*THE REQUEST*
Starting with the line that contains "sidewalk -> outlines, every instance" and going on through the line that contains "31 126 L 28", write out those lines of the listing again with "sidewalk" swapped for "footpath" and everything else left as it is. Omit the pictures.

(Labeled area outline listing)
_ _ _
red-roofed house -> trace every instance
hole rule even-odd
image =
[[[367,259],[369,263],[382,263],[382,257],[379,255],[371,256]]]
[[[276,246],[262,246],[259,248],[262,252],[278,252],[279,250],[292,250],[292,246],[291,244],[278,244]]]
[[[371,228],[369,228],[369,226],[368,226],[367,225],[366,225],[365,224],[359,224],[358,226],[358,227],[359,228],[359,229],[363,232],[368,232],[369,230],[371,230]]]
_ _ _
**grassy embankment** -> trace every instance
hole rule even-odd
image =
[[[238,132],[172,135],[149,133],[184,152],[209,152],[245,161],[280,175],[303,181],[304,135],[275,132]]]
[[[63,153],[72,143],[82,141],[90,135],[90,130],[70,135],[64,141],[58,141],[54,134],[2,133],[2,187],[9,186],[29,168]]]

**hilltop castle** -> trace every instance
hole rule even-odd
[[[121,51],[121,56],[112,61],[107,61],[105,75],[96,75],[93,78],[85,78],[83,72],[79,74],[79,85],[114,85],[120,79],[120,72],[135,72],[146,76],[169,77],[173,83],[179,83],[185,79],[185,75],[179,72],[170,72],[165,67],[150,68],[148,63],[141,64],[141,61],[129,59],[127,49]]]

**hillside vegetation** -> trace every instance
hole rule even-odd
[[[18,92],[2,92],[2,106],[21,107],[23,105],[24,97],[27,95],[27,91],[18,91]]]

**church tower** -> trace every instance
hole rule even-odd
_ _ _
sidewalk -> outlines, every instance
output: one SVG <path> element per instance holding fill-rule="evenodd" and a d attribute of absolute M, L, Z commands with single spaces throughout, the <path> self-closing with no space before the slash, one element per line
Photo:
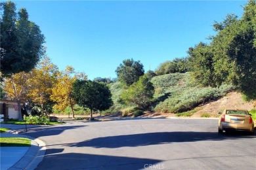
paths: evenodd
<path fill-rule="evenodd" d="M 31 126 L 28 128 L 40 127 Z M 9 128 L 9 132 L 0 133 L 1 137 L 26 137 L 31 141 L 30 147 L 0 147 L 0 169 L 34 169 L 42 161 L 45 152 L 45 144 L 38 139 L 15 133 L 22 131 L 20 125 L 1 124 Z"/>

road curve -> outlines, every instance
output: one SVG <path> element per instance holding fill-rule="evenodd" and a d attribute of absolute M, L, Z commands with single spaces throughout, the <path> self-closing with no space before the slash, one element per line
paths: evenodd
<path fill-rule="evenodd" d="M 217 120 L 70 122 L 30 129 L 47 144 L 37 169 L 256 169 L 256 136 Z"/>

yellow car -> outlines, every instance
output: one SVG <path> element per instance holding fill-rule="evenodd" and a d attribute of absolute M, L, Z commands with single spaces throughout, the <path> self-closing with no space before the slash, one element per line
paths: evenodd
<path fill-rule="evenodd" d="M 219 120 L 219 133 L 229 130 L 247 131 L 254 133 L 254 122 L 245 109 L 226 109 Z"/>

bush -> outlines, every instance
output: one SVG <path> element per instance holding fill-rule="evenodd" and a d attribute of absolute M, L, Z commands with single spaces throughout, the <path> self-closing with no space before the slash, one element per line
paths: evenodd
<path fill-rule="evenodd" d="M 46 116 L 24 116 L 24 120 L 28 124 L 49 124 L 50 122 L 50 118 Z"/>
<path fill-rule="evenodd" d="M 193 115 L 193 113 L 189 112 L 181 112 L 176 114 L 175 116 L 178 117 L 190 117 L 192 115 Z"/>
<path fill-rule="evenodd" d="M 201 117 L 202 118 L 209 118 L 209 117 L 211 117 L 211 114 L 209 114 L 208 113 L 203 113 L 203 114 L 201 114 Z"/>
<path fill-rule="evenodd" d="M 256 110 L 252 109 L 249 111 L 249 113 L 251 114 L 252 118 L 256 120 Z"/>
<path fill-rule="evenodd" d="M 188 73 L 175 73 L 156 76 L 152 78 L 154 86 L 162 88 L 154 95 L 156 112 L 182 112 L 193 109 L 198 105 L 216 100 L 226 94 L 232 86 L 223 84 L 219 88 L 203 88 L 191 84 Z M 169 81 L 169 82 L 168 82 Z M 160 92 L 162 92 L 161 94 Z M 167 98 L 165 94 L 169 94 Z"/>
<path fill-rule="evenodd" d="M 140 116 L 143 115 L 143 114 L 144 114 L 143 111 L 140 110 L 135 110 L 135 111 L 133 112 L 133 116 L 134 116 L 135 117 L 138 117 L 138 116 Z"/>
_ _ _
*THE RESPONSE*
footpath -> outlines, every instance
output: one SVG <path> element per instance holding fill-rule="evenodd" and a d attribute of absolute M, L, Z commands with single spaces throughout, the <path> self-closing with no space before the slash, one element per line
Photo:
paths: evenodd
<path fill-rule="evenodd" d="M 31 126 L 28 128 L 40 127 Z M 9 128 L 9 132 L 0 133 L 1 137 L 26 137 L 31 141 L 30 147 L 0 147 L 0 169 L 34 169 L 42 161 L 45 152 L 45 144 L 38 139 L 15 133 L 22 131 L 20 125 L 1 124 Z"/>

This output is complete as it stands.